Dataset lines on where objects appear:

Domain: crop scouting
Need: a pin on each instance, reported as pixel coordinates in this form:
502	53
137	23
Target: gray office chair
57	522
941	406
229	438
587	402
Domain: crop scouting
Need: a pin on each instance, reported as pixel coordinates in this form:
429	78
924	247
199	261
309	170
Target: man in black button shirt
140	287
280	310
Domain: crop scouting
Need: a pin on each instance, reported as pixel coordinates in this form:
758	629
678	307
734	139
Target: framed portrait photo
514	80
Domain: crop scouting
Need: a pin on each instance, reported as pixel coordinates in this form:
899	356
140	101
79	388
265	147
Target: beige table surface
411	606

WHAT IS EXPECTED>
Write out all of these lines again, swapping "pin" for "marker" wherever it occurs and keeping everything else the same.

RESPONSE TO THE TASK>
Domain: crop scouting
Need: a marker on each instance, reported as pixel coordinates in this form:
502	53
137	23
Target: gray office chair
57	522
941	406
229	438
587	402
Domain: crop scouting
Need: a marker on each instance, reported as pixel coordinates in this form:
429	78
924	247
199	261
309	170
Target: man in black button shirt
140	287
280	310
Domain: crop scouting
Need: a marker on each instance, reported as pixel coordinates in this form:
758	629
678	307
734	139
Target: framed portrait photo
514	80
Domain: crop scouting
Need: a marker on each instance, reported as pixel coordinates in this form:
899	356
140	101
79	388
265	147
Target: beige table surface
411	606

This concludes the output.